Trecho para leitura:
◇ ◇ ◇ ◇

Os dois irmãos reconciliados partem; Esaú regressa ao monte Seir,
e Jacó segue para Canaã, Gn 33: 1-18. Habitou em Salém, cidade
dos siquimitas, e comprou parte do campo, onde armara as tendas, aos
filhos de Hemor, pai de Siquém, e erigiu aí um altar, e invocou
sobre ele o Deus fortíssimo de Israel, Gn 33: 18-20. Dina, filha de
Lia saiu para ver as mulheres daquele país, vendo-a Siquém, filho
de Hemor, príncipe daquela terra, enamorou-se dela e furtou-a. Dois
dos filhos de Jacó, Simeão e Levi, exerceram cruel vingança sobre
a cidade, matando seus habitantes e despojando-a. Jacó temeu as
conseqüências deste ato imprudente; porém, uma vez que seus
filhos haviam capturado
a cidade, matado os varões, apoderando-se de suas riquezas e
cativando mulheres e crianças, deu como conquistada a cidade e dela
se apoderou, Gn 48: 22; cp. 37: 12. De Siquém, Jacó partiu para
Betel, onde morreu Débora, ama de Rebeca, e onde a sepultaram, Gn
35: 6-8. Apareceu, pela segunda vez, Deus a Jacó, depois que voltou
da Mesopotâmia da Síria (35: 9; 28: 10-22), dizendo-lhe: "Já
não te chamarás Jacó, mas teu nome será Israel!" e
confirmou as bênçãos prometidas a Abraão. Ao aproximar-se de Belém,
indo para Hebrom, nasceu-lhe o último filho, Benjamim, morrendo em
seguida sua amada Raquel e sendo sepultada na estrada que vai para
Belém, 35: 9-20. Afinal, chegou à casa de seu pai Isaque em Mambre,
27.
Isaque morreu 23 anos
depois e foi sepultado por seus
filhos, Esaú e Jacó, 28, 29. Parece que Jacó habitou em
Mambre durante os trinta e três anos seguintes, porque
esteve em Hebrom cerca de dez anos depois
de seu regresso, 37: 14; cp. 2, e ali permaneceu até o tempo
de ir para o Egito, 46: 1. Tinha 130 anos quando desceu para a terra
de Faraó, 47: 9, e ali esteve 17 anos. Antes de morrer, pronunciou
as bençãos especiais, primeiro aos filhos de José, depois, a seus
próprios filhos; tinha 147 anos, 47: 28 e caps. 48 e 49.

◇ ◇ ◇ ◇

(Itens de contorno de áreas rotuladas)
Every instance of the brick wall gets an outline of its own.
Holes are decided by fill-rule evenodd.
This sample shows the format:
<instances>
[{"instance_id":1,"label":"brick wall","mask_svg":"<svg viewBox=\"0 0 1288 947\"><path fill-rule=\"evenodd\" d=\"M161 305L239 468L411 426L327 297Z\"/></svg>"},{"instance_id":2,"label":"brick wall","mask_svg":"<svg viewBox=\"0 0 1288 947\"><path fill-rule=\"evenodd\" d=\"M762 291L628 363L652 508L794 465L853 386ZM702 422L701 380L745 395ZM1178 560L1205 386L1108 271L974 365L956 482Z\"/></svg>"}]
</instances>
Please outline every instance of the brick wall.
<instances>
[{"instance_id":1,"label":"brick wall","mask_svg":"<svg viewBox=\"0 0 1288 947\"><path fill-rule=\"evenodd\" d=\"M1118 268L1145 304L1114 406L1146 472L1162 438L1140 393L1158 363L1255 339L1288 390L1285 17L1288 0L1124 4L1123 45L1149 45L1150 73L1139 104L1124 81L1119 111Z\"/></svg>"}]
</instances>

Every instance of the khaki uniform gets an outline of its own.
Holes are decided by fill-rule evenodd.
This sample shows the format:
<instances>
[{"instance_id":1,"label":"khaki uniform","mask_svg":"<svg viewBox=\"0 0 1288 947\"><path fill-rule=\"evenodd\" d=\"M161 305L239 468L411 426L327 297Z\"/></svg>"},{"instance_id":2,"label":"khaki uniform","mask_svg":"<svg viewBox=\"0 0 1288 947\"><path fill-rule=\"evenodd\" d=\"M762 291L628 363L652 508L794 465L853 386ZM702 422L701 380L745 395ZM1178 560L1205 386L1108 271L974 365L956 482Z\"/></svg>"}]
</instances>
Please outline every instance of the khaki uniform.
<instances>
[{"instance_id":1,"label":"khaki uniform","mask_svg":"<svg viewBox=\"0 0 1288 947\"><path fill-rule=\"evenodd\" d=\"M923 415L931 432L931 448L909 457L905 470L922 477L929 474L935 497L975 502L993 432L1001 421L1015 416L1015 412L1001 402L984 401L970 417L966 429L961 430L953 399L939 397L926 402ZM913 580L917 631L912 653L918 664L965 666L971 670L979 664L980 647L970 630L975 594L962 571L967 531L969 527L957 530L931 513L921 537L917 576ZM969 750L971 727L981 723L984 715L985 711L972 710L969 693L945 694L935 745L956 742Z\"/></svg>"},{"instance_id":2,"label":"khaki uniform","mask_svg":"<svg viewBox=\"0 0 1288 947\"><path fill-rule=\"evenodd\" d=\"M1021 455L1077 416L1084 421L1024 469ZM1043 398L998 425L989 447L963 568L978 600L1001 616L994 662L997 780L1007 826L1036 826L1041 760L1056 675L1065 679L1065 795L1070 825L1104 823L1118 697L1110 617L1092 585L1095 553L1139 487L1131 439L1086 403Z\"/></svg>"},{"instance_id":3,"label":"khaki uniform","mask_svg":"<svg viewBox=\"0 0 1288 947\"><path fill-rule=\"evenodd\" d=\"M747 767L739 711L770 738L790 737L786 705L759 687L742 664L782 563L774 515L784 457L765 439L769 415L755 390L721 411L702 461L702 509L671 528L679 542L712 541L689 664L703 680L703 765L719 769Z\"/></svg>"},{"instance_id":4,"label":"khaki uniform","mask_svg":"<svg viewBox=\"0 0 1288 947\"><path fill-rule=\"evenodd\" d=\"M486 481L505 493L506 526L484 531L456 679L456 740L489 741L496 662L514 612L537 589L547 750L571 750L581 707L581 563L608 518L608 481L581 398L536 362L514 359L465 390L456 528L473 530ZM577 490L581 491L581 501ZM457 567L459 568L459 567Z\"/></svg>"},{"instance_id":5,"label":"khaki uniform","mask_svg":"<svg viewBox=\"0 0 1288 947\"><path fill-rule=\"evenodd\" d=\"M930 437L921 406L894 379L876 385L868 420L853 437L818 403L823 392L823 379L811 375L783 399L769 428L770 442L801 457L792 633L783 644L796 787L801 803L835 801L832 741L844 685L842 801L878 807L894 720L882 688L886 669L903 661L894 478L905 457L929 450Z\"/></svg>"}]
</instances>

◇ ◇ ◇ ◇

Objetivos:
- a) Reproduza fielmente a parte do trecho sobre Jacó que começa nas palavras "Isaque morreu 23" e termina depois de "caps. 48 e 49.".
- b) Por favor, dê a continuação do trecho sobre Jacó a partir de onde ele para.
Os registros são um material independente do trecho.

Resultados das tarefas:
- a)
Isaque morreu 23 anos
depois e foi sepultado por seus
filhos, Esaú e Jacó, 28, 29. Parece que Jacó habitou em
Mambre durante os trinta e três anos seguintes, porque
esteve em Hebrom cerca de dez anos depois
de seu regresso, 37: 14; cp. 2, e ali permaneceu até o tempo
de ir para o Egito, 46: 1. Tinha 130 anos quando desceu para a terra
de Faraó, 47: 9, e ali esteve 17 anos. Antes de morrer, pronunciou
as bençãos especiais, primeiro aos filhos de José, depois, a seus
próprios filhos; tinha 147 anos, 47: 28 e caps. 48 e 49.

- b)
Embalsamaram-lhe o corpo e o levaram para Canaã, acompanhado de
grande pompa, sendo sepultado na cova de dois compartimentos, que
Abraão tinha comprado a Efrom, heteu com o campo que olha para
Mambre, 50: 1-14. Jacó manifestou evidente falta de caráter, que o
fizeram sofrer bastante. No final de sua existência, sentiu
profundamente a falta do filho José, e tacitamente reconheceu-se
grato a Deus pelas bençãos recebidas, 48: 15, 16, e crente na
fidelidade das promessas divinas, 21; Hb 11: 21.
A nação hebraica,
descendente de Jacó, é designada na Escritura pela frase Filhos de
Israel, Ex 14: 16, 29; 15: 1, etc. Os profetas empregam os nomes de
Jacó e Israel em paralelo em
suas composições poéticas, Dt 33: 10; Is 43: 1, 22; 44: 1.
Vide Israel.
O
poço de Jacó a cuja borda Jesus se encostou, quando dialogava com
a mulher samaritana, estava em Sicar, junto à herdade que Jacó
havia dado a seu filho
José. A samaritana disse a Jesus: "Foi Jacó que nos deu este
poço, do qual ele mesmo bebeu, e seus filhos e seu gado" Jo 4:
5, 6, 12; cp. Gn 33: 18-20; 37: 12. Uma tradição corrente entre os
peregrinos de Bordeaux, ano 333 de Cristo, aceita pelos judeus,
pelos samaritanos, pelos cristãos e pelos maometanos, identifica o
poço de Jacó com o Bir Yakub, situado à entrada oriental do vale,
entre o monte Ebal, ao norte, e o monte Gerizim ao sul, a três quilômetros
e meio a sudeste do Nablus, que é a moderna Siquém, e cerca de 900
metros a sudoeste de Ascar, que muitos acreditam ser a antiga Sicar.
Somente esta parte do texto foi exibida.